TASK TO COMPLETE
Write the data out again, exactly as given.
--- Start ---
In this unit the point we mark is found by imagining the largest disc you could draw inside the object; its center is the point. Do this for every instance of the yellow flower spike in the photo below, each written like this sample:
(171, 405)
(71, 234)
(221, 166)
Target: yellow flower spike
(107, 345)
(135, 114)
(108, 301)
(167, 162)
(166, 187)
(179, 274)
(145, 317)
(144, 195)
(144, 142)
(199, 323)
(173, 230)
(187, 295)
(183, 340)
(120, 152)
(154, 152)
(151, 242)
--- End ---
RESPONSE TO THIS EXERCISE
In this unit the point we mark is found by imagining the largest disc you could draw inside the object; its center is the point. Do this for every instance of the yellow flower spike in the photo below, each written like this sample:
(171, 405)
(71, 234)
(221, 166)
Target: yellow flower spike
(107, 345)
(135, 114)
(108, 301)
(167, 162)
(166, 187)
(179, 274)
(145, 317)
(144, 195)
(144, 142)
(199, 323)
(173, 230)
(187, 295)
(183, 340)
(120, 152)
(154, 152)
(151, 242)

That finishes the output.